Your goal.
Below is some data. Copy the stretch from the line containing "One pin per instance of the bicycle wheel, set" through the line containing "<point>432,199</point>", both lines included, without altering anything.
________________
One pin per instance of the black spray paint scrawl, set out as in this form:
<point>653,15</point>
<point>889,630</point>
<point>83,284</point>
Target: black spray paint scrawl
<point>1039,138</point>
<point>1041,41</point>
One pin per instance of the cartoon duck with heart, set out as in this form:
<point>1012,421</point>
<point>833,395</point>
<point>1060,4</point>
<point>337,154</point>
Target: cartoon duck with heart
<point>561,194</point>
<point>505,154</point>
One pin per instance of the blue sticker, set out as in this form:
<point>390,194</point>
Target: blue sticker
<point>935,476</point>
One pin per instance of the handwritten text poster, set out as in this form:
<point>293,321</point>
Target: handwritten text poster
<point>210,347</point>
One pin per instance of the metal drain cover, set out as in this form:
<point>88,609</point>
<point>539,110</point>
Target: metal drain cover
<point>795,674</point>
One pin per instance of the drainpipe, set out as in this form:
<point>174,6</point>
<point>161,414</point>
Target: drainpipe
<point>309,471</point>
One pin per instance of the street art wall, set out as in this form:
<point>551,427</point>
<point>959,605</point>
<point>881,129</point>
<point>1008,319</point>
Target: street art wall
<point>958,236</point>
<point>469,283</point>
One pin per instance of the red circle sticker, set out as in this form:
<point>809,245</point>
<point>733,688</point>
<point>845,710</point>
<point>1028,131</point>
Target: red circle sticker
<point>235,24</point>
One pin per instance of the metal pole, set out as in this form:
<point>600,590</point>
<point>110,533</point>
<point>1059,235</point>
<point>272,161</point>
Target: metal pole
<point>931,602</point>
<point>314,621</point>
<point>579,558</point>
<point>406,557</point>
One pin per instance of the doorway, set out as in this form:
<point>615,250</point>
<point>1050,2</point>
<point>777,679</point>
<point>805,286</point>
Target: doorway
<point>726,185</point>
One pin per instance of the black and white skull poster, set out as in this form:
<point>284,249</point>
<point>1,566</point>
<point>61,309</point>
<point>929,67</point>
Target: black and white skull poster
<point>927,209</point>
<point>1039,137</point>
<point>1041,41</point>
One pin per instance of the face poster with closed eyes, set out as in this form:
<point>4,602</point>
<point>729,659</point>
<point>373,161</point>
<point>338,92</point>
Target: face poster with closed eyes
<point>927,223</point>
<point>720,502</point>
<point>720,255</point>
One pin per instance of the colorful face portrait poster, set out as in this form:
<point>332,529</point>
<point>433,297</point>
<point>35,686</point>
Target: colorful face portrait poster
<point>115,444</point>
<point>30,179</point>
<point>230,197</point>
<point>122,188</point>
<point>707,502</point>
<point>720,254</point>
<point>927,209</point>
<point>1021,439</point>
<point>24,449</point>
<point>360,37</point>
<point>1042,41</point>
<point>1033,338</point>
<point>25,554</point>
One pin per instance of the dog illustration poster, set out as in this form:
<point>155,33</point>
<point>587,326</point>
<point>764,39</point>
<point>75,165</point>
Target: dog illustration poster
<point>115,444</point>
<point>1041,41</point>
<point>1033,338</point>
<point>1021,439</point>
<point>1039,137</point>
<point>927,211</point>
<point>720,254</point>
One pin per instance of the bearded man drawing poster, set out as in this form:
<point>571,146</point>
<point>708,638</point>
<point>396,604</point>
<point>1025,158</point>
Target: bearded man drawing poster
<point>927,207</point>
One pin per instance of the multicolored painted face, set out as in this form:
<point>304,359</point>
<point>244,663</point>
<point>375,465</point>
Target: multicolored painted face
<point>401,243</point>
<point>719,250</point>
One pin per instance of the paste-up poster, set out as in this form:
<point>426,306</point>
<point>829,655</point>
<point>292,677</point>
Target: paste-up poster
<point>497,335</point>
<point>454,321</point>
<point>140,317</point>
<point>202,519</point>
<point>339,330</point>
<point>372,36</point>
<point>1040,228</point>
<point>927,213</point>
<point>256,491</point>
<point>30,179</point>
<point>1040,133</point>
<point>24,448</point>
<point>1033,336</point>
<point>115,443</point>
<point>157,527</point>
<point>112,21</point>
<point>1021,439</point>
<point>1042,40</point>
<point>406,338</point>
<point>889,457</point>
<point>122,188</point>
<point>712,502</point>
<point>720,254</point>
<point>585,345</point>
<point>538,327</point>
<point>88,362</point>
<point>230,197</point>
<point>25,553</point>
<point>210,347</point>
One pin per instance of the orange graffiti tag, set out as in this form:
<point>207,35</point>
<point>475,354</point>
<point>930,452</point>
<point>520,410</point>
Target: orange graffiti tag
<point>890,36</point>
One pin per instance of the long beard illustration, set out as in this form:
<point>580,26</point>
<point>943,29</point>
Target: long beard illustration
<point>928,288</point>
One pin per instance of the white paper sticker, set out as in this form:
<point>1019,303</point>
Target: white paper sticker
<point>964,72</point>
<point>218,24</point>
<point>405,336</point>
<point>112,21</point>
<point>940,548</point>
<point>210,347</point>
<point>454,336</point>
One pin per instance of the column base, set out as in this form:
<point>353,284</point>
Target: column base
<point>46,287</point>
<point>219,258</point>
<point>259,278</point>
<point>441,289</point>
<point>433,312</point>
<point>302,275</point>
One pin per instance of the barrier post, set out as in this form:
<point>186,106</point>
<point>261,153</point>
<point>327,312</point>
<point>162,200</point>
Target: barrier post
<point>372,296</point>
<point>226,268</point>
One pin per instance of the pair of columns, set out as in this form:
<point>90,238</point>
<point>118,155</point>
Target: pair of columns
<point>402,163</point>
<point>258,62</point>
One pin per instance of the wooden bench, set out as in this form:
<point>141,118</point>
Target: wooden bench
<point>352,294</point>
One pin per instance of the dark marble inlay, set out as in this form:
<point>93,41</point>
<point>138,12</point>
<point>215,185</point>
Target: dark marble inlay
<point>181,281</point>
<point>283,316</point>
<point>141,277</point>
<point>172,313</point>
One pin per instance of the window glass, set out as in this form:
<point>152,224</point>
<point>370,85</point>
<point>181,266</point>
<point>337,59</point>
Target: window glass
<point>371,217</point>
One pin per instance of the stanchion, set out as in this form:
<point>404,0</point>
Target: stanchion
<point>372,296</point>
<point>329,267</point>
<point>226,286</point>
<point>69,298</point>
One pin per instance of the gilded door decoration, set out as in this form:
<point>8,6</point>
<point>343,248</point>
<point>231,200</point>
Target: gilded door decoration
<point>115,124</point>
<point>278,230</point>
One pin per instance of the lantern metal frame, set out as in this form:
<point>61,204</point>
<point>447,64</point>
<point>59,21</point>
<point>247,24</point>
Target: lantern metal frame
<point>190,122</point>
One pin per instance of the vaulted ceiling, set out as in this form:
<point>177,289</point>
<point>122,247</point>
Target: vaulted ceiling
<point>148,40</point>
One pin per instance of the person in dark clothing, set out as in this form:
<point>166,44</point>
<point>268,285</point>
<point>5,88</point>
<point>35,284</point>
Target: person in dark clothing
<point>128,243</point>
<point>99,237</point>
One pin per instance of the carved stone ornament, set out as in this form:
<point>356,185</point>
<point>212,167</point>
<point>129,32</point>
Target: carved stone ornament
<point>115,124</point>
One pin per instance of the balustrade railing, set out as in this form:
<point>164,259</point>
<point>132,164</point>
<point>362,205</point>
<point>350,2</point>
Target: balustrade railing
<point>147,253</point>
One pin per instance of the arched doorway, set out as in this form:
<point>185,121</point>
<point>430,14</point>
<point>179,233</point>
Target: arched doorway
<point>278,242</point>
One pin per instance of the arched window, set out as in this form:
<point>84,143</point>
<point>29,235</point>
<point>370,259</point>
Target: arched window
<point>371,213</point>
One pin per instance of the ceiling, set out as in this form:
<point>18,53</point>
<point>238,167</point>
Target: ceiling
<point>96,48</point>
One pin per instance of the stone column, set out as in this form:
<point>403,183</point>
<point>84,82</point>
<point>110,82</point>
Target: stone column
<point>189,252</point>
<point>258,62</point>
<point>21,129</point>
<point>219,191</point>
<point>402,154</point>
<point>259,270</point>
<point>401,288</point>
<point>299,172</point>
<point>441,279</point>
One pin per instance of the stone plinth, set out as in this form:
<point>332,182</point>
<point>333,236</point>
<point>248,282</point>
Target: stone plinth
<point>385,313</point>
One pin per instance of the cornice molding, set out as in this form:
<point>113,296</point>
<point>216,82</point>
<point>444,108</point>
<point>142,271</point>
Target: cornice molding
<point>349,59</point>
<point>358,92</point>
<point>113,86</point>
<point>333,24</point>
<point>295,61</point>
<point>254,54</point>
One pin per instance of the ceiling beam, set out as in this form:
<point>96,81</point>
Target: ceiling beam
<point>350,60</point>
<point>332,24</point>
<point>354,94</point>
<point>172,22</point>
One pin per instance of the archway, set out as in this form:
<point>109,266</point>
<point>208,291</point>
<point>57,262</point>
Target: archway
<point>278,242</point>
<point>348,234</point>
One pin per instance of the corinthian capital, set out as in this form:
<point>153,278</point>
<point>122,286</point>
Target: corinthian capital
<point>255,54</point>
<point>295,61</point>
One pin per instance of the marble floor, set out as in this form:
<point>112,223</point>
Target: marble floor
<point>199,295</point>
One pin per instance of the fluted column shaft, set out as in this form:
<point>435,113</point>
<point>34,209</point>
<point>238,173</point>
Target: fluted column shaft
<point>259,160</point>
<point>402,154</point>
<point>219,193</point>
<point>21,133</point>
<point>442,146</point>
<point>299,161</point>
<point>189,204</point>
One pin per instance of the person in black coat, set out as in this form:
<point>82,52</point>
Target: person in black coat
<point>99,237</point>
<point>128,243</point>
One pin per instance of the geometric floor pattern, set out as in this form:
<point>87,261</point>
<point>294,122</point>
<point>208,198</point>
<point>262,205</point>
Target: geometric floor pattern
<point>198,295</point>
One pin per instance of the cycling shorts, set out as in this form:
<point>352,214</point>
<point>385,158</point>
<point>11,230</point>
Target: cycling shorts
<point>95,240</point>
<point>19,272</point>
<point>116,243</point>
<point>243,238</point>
________________
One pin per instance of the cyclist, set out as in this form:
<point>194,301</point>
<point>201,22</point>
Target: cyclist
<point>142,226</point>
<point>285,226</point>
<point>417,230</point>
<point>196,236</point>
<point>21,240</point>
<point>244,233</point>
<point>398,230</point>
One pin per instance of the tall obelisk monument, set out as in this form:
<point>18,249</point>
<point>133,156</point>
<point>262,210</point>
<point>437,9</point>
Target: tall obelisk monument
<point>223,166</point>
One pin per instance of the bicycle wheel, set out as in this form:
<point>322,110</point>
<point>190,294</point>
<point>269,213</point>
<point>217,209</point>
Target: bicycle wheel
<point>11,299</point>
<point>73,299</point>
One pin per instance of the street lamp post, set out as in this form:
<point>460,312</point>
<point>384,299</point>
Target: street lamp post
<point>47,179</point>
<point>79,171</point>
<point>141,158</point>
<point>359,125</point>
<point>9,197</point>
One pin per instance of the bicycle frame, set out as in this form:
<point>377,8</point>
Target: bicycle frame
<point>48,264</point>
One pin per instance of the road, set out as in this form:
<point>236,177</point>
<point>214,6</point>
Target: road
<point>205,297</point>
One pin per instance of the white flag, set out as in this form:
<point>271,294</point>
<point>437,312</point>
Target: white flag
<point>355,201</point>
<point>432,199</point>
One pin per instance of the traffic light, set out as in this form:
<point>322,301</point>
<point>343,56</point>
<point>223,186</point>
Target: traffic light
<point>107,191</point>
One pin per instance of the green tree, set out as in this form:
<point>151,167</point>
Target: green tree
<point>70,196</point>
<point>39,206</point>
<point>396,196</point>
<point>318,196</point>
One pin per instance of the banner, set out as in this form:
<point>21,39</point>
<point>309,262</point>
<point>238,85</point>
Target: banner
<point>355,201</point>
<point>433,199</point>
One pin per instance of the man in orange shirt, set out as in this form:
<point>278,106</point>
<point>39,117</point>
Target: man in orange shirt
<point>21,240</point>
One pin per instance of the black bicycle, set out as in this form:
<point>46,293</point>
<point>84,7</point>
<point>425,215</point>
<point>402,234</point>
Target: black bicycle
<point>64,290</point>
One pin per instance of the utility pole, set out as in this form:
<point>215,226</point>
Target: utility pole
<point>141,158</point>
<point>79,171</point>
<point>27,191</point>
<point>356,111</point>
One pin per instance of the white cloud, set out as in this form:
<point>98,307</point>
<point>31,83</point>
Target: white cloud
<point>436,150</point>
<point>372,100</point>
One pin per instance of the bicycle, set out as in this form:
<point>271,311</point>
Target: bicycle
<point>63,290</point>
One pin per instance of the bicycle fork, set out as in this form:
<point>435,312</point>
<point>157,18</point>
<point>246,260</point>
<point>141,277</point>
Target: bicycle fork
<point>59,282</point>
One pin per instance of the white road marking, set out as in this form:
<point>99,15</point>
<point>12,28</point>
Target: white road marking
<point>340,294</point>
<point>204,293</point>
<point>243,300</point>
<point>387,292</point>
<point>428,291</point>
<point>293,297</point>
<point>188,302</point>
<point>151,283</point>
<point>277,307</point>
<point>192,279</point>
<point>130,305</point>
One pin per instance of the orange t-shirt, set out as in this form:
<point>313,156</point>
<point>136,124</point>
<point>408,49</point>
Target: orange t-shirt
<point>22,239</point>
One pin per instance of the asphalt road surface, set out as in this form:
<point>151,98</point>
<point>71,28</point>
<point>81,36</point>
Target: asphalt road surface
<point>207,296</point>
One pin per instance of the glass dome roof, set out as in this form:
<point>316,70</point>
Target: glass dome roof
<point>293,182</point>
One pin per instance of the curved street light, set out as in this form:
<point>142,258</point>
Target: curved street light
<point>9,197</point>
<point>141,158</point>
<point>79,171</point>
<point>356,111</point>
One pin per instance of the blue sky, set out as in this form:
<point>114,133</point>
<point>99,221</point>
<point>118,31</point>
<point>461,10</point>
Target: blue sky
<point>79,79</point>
________________
Output below.
One pin per instance of the bicycle wheel, set out as in this form:
<point>322,110</point>
<point>190,294</point>
<point>269,213</point>
<point>217,209</point>
Target: bicycle wheel
<point>11,299</point>
<point>73,299</point>
One pin per instance of the street lamp post, set out as in this form:
<point>460,312</point>
<point>384,299</point>
Target: street lamp post
<point>47,179</point>
<point>79,171</point>
<point>141,158</point>
<point>359,125</point>
<point>9,197</point>
One pin per instance of the bicycle frame, set out as in this form:
<point>377,8</point>
Target: bicycle frame
<point>48,264</point>
One pin per instance of the road, set out as in this form:
<point>236,177</point>
<point>214,6</point>
Target: road
<point>205,297</point>
One pin per instance of the white flag, set out as in this form:
<point>271,294</point>
<point>437,312</point>
Target: white flag
<point>355,201</point>
<point>432,199</point>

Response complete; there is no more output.